EXERCISE DESCRIPTION:
The answer consists of one number: how many lines of the data below include the string "instance".

SUPPLIED ENTRIES: Begin

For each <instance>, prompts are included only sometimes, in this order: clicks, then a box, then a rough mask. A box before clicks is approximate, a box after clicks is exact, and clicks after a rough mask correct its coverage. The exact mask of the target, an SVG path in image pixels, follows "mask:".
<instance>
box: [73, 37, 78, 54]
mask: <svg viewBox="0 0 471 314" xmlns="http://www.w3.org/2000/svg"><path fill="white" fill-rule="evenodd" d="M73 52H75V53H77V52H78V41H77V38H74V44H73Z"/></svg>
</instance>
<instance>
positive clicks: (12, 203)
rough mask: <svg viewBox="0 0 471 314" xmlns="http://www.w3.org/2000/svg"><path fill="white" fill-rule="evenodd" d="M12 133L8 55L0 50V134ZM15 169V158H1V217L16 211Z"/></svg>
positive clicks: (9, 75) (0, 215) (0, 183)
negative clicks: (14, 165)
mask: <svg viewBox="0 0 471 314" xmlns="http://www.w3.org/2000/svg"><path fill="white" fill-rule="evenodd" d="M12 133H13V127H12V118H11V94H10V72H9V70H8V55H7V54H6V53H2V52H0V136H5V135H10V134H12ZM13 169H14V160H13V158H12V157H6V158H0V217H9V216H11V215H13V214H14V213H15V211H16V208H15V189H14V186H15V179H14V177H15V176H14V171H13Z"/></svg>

SUPPLIED ENTRIES: End

SOLUTION:
4